§ **Your objective**: Below is a block of records; repeat each one exactly.

§ **Source material**:
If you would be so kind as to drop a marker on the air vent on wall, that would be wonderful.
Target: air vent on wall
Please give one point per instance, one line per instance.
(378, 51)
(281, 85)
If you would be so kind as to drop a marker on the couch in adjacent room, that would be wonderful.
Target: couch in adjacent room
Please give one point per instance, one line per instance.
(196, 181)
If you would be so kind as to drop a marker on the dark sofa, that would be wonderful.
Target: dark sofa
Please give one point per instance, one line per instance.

§ **Answer to the task**:
If you would be so kind as to drop a marker on the air vent on wall, that would be wonderful.
Target: air vent on wall
Please give one point per instance, one line per instance.
(378, 51)
(281, 85)
If you would be so kind as to drop a marker on the couch in adjacent room, that would be wonderful.
Target: couch in adjacent room
Please give one point per instance, one line per instance.
(196, 181)
If you would be so kind as to drop a marker on the dark sofa, that would be wonderful.
Target: dark sofa
Please give one point per instance, one line per instance.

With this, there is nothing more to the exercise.